About this task —
Continue the text about the e-Shram platform, starting immediately after its final sentence.

Supplied text —

The database was built to operate at very high volume. At peak periods, e-Shram processed up to 172,000 transactions per second and handled as many as 8 million registrations a day. The system uses Azure Kubernetes Service, Azure Virtual Machine Scale Sets and Azure Cosmos DB to manage demand with low delays.

Security and data protection are handled through built-in Azure encryption, along with Microsoft Defender for Cloud, Azure Firewall and Azure Front Door, according to officials involved in the project.

In 2022, e-Shram was integrated with the National Career Service portal, extending its use beyond welfare delivery to employment. The NCS platform connects job seekers to employers across India and offers access to training courses and career counselling. About 17.8 million e-Shram-registered workers have since joined NCS, which has about 150 million registered users in total.

The labour ministry is now using artificial intelligence tools on NCS, powered by Azure OpenAI Service, to support workers entering the formal job market. These include skills gap analysis, career road-mapping and AI-assisted résumé creation. A mock interview feature is under development.

To reach workers with limited digital access, the government relies on more than 450,000 common services centres across India, where staff assist with registration. The system also integrates Bhashini, an AI-based language platform hosted on Azure that supports real-time translation in 22 Indian languages.

Records taken from a dataset
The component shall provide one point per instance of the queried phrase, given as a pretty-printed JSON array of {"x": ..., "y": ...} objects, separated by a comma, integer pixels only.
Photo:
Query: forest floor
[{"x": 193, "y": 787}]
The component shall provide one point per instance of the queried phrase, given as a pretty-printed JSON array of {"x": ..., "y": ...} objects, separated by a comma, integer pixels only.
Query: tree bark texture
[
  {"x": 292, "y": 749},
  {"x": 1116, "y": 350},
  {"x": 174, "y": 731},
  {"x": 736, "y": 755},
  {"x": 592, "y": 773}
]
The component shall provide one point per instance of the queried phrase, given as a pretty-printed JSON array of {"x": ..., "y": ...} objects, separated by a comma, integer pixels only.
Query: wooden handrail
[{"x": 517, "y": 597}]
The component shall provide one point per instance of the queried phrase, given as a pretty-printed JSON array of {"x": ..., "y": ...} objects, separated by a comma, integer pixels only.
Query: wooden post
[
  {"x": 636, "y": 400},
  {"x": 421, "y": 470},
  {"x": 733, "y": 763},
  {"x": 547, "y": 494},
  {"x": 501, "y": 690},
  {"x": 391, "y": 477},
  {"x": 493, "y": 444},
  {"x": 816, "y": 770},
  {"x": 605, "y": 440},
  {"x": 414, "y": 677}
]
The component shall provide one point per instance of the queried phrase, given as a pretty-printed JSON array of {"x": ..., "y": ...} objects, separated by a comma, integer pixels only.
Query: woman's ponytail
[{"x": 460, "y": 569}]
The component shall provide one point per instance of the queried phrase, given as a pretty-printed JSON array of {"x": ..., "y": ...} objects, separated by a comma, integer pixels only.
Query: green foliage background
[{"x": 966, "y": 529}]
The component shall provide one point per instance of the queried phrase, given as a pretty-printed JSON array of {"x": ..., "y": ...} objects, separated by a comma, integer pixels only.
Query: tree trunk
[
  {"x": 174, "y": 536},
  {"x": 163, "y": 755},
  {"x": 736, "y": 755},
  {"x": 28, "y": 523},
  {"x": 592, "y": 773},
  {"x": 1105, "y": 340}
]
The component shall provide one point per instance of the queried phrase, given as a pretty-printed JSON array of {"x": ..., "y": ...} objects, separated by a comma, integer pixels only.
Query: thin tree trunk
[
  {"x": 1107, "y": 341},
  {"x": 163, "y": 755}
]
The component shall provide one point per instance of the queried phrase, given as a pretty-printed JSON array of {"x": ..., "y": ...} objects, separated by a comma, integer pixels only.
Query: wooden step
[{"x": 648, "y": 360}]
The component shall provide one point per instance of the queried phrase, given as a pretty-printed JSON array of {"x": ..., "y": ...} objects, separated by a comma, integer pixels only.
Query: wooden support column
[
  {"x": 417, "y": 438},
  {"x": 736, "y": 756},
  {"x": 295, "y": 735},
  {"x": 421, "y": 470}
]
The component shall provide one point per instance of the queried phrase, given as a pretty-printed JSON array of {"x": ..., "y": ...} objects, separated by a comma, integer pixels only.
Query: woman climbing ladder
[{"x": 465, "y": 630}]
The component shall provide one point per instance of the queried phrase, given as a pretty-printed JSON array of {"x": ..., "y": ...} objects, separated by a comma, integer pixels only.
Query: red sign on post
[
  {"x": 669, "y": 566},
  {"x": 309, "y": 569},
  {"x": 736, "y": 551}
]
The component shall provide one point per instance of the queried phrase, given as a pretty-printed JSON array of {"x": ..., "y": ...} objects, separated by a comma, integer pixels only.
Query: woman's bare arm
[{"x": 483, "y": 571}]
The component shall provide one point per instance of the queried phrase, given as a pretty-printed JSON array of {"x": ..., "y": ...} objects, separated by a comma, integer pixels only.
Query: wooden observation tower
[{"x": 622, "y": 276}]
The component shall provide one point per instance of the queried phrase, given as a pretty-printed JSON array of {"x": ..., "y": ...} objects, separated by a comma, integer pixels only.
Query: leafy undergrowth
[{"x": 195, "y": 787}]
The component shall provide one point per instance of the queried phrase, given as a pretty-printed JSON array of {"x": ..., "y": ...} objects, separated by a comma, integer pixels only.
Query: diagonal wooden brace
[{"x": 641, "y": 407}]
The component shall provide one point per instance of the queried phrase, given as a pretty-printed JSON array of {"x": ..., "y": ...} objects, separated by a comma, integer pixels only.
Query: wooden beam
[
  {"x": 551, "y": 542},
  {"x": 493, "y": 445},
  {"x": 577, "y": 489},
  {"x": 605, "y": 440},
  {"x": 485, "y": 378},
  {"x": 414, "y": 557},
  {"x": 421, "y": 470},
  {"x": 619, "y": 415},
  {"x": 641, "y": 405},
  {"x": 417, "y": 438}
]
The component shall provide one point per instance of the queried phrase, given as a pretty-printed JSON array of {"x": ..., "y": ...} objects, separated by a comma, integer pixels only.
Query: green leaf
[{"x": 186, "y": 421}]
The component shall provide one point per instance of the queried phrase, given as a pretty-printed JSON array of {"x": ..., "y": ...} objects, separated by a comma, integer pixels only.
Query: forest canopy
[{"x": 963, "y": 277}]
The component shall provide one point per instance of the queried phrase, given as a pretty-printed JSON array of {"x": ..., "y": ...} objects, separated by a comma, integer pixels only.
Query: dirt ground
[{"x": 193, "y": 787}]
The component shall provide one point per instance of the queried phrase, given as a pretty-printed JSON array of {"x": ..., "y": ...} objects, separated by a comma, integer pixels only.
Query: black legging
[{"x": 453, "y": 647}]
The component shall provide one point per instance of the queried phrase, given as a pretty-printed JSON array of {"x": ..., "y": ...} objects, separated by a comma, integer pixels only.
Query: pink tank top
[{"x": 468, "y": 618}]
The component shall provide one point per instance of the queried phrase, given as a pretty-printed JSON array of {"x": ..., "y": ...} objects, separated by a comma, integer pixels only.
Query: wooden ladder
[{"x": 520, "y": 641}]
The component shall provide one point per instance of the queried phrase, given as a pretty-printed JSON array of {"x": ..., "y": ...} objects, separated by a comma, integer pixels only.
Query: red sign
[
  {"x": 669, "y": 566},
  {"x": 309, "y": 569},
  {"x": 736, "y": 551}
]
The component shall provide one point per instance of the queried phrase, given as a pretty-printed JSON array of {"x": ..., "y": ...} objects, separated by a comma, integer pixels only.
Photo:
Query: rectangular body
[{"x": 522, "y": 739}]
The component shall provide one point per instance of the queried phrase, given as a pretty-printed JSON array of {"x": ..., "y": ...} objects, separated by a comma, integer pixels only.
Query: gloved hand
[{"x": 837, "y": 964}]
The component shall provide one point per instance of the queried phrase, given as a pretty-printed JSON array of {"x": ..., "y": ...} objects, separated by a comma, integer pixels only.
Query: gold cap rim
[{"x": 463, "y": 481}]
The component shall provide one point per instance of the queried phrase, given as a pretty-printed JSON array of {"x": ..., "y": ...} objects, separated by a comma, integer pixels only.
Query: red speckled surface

Answer to the problem —
Officials say the data generated by e-Shram and NCS can guide labour policy by identifying skills needs and planning training programmes. The platforms are also linked to overseas recruitment systems through coordination with the eMigrate portal.

The government has begun presenting e-Shram and NCS as digital public infrastructure that could be adopted by other countries. Officials showcased both platforms at the International Labour Conference in Geneva in June 2025, where they drew interest from several delegations.

Labour ministry officials say the long-term goal is to make e-Shram and NCS a single access point for welfare, jobs and skills, while reducing dependence on informal job brokers and improving worker mobility at home and abroad.